* [EXERCISE AIM]: Print every record exactly, with nothing added or left out.

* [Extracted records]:
%%
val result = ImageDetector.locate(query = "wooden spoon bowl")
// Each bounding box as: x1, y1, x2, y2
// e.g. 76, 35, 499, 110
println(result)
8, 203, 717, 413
%%
* [EXPECTED OUTPUT]:
val result = ImageDetector.locate(query = "wooden spoon bowl")
// Each bounding box as: x1, y1, x2, y2
// e.g. 76, 35, 499, 110
println(result)
8, 203, 717, 413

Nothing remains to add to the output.